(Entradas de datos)
· · · · ·

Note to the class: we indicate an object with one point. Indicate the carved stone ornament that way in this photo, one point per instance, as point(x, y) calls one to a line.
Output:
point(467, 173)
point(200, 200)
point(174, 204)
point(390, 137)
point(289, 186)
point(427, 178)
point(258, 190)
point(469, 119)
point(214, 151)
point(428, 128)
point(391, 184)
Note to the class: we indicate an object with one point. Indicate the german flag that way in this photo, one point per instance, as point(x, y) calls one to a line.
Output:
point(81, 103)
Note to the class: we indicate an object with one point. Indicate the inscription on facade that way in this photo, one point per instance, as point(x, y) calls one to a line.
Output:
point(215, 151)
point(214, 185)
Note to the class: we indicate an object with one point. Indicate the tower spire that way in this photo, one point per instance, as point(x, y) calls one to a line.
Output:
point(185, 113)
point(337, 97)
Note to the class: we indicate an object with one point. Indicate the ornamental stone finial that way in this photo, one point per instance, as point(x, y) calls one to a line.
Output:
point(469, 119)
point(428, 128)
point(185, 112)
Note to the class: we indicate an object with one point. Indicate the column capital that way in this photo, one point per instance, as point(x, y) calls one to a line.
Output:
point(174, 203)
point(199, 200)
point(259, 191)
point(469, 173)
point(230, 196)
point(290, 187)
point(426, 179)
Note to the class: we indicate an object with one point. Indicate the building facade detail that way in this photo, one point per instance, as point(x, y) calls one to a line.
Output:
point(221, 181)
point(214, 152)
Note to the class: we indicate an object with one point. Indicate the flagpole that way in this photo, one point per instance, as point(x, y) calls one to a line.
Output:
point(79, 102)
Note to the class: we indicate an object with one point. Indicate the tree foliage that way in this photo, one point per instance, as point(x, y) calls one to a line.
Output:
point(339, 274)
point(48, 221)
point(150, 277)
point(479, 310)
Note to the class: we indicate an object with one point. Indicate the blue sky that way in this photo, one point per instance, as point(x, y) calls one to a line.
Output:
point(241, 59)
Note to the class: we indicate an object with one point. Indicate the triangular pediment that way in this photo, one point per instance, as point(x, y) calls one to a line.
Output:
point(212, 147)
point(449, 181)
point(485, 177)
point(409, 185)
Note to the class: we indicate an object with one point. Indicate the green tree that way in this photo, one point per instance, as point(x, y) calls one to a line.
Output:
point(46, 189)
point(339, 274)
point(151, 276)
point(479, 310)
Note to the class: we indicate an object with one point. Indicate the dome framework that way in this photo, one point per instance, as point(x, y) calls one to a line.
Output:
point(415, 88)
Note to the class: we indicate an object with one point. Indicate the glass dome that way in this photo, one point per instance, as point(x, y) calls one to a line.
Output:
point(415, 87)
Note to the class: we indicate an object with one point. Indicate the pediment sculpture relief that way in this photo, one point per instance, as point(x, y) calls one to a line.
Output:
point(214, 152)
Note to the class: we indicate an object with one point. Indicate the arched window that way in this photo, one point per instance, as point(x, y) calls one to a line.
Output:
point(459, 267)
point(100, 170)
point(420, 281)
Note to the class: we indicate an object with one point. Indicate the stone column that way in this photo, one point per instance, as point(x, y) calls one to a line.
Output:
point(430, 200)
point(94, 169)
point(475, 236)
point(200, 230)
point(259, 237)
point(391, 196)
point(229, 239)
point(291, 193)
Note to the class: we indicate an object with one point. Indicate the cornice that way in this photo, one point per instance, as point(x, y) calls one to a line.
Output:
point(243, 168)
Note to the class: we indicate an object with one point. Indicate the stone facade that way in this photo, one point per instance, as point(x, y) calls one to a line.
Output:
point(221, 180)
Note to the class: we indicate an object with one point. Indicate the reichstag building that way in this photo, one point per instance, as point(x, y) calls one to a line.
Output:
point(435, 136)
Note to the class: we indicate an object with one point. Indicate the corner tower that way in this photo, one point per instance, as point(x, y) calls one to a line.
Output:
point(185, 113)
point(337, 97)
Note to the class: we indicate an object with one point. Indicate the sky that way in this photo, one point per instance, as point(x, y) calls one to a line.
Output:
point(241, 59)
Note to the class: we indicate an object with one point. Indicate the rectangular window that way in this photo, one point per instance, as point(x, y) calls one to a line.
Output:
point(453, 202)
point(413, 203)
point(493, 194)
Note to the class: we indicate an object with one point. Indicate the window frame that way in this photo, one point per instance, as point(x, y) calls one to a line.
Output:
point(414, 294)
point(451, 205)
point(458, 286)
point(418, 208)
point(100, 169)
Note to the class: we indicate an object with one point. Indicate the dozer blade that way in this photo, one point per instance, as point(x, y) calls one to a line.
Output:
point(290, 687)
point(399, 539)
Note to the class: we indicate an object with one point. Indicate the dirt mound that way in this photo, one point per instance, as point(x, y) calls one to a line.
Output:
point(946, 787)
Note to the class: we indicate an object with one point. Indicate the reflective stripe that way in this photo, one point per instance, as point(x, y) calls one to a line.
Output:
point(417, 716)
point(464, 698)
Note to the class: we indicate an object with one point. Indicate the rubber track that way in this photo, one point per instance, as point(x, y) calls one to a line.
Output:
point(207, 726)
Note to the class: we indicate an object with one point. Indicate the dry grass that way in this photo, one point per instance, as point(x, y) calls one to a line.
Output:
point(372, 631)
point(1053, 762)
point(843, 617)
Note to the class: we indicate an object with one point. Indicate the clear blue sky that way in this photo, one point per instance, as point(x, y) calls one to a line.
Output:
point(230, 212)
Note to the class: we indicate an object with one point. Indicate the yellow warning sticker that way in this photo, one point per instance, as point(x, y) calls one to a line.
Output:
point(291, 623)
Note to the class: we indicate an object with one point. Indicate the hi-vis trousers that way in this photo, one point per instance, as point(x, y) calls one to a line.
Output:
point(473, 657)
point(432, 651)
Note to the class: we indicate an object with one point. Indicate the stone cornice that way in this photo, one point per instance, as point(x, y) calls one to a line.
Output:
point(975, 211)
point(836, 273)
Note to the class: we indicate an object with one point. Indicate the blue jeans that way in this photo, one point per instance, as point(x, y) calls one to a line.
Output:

· · · · ·

§ Objetivo del ejercicio
Vuelve a escribir todos los datos sustituyendo "Output" por "Result" y deja todo lo demás sin cambios.

§ Respuesta final
Note to the class: we indicate an object with one point. Indicate the carved stone ornament that way in this photo, one point per instance, as point(x, y) calls one to a line.
Result:
point(467, 173)
point(200, 200)
point(174, 204)
point(390, 137)
point(289, 186)
point(427, 178)
point(258, 190)
point(469, 119)
point(214, 151)
point(428, 128)
point(391, 184)
Note to the class: we indicate an object with one point. Indicate the german flag that way in this photo, one point per instance, as point(x, y) calls one to a line.
Result:
point(81, 103)
Note to the class: we indicate an object with one point. Indicate the inscription on facade that way in this photo, one point per instance, as point(x, y) calls one to a line.
Result:
point(215, 151)
point(214, 185)
Note to the class: we indicate an object with one point. Indicate the tower spire that way in this photo, one point per instance, as point(x, y) calls one to a line.
Result:
point(185, 113)
point(337, 97)
Note to the class: we indicate an object with one point. Indicate the ornamental stone finial that way in this photo, one point per instance, as point(x, y) calls one to a line.
Result:
point(469, 119)
point(428, 128)
point(185, 112)
Note to the class: we indicate an object with one point. Indicate the column capital that way in this photo, one point per instance, as point(x, y) calls one to a line.
Result:
point(174, 203)
point(199, 200)
point(259, 191)
point(469, 173)
point(230, 196)
point(290, 187)
point(426, 179)
Note to the class: we indicate an object with one point. Indicate the building facade detail that way in this photo, one point per instance, as point(x, y) calls one to a line.
Result:
point(221, 181)
point(214, 152)
Note to the class: we indicate an object with one point. Indicate the flagpole that way in this photo, one point per instance, as point(x, y) calls one to a line.
Result:
point(79, 102)
Note to the class: we indicate an object with one point. Indicate the tree foliage that way in this photo, one point per instance, as point(x, y) calls one to a line.
Result:
point(339, 274)
point(48, 221)
point(150, 277)
point(479, 310)
Note to the class: we indicate an object with one point. Indicate the blue sky that way in this photo, one point per instance, as point(x, y) calls one to a line.
Result:
point(241, 59)
Note to the class: we indicate an object with one point. Indicate the triangular pediment that way in this photo, one point per instance, as point(x, y) calls one to a line.
Result:
point(212, 147)
point(449, 181)
point(485, 177)
point(409, 185)
Note to the class: we indicate an object with one point. Indicate the green tree that way in this photo, one point per instance, as point(x, y) calls one to a line.
Result:
point(46, 189)
point(339, 274)
point(151, 276)
point(479, 310)
Note to the class: we indicate an object with one point. Indicate the dome framework that way in this photo, one point per instance, as point(x, y) calls one to a line.
Result:
point(415, 88)
Note to the class: we indicate an object with one point. Indicate the glass dome that way in this photo, one point per instance, as point(x, y) calls one to a line.
Result:
point(415, 87)
Note to the class: we indicate an object with one point. Indicate the pediment sculpture relief that way in this photo, one point per instance, as point(x, y) calls one to a line.
Result:
point(214, 152)
Note to the class: we indicate an object with one point. Indicate the arched window that way in this photo, one point per instance, as point(x, y) calls one to a line.
Result:
point(459, 267)
point(100, 170)
point(420, 281)
Note to the class: we indicate an object with one point. Indicate the stone column that way in this photo, one point per instance, as point(x, y) calls one to a line.
Result:
point(430, 200)
point(94, 169)
point(475, 236)
point(200, 230)
point(259, 237)
point(391, 196)
point(229, 239)
point(291, 193)
Note to the class: we indicate an object with one point. Indicate the cornice that way in this photo, one point per instance, as point(x, y) calls one to a line.
Result:
point(243, 168)
Note to the class: we indicate an object with one point. Indicate the stone facade that way in this photo, one point per instance, as point(x, y) calls one to a line.
Result:
point(221, 180)
Note to the class: we indicate an object with one point. Indicate the reichstag building that way in this photo, one point per instance, as point(x, y) calls one to a line.
Result:
point(435, 136)
Note to the class: we indicate an object with one point. Indicate the corner tower that way in this photo, one point per instance, as point(x, y) calls one to a line.
Result:
point(185, 113)
point(337, 97)
Note to the class: we indicate an object with one point. Indicate the sky that way in this photo, one point per instance, as point(x, y) calls one to a line.
Result:
point(241, 59)
Note to the class: we indicate an object with one point. Indicate the rectangular window that way in this photo, one point per instance, as point(x, y) calls one to a line.
Result:
point(453, 202)
point(413, 203)
point(493, 194)
Note to the class: we indicate an object with one point. Indicate the window frame that way in this photo, one point per instance, as point(x, y) calls one to a line.
Result:
point(414, 294)
point(451, 205)
point(458, 286)
point(418, 208)
point(100, 169)
Note to the class: we indicate an object with one point. Indicate the dozer blade that way in this photo, one point per instance, as point(x, y) calls one to a line.
Result:
point(290, 687)
point(399, 539)
Note to the class: we indicate an object with one point. Indicate the dirt mound that way in this photo, one point per instance, as point(x, y) calls one to a line.
Result:
point(946, 787)
Note to the class: we indicate an object with one point. Indicate the reflective stripe that way in this photo, one point per instance, as point(x, y) calls one to a line.
Result:
point(417, 716)
point(464, 698)
Note to the class: we indicate an object with one point. Indicate the rubber track that way in this photo, one point per instance, as point(x, y) calls one to a line.
Result:
point(207, 726)
Note to the class: we indicate an object with one point. Indicate the dry grass that way in this photo, one point per instance, as point(x, y) calls one to a line.
Result:
point(372, 631)
point(1053, 762)
point(843, 617)
Note to the class: we indicate an object with one point. Indicate the clear blue sky that way in this photo, one point per instance, as point(x, y) calls one to a line.
Result:
point(230, 212)
Note to the class: we indicate an object with one point. Indicate the yellow warning sticker that way in this photo, one point per instance, as point(x, y) calls one to a line.
Result:
point(291, 623)
Note to the class: we indicate an object with one point. Indicate the hi-vis trousers that way in this photo, one point per instance, as point(x, y) calls one to a line.
Result:
point(473, 657)
point(432, 651)
Note to the class: we indicate an object with one point. Indicate the stone cornice that way in this photo, one point per instance, as point(x, y) calls one to a line.
Result:
point(975, 211)
point(836, 273)
Note to the class: we indicate an object with one point. Indicate the blue jeans that way in this photo, one point per instance, as point(x, y) calls one to a line.
Result:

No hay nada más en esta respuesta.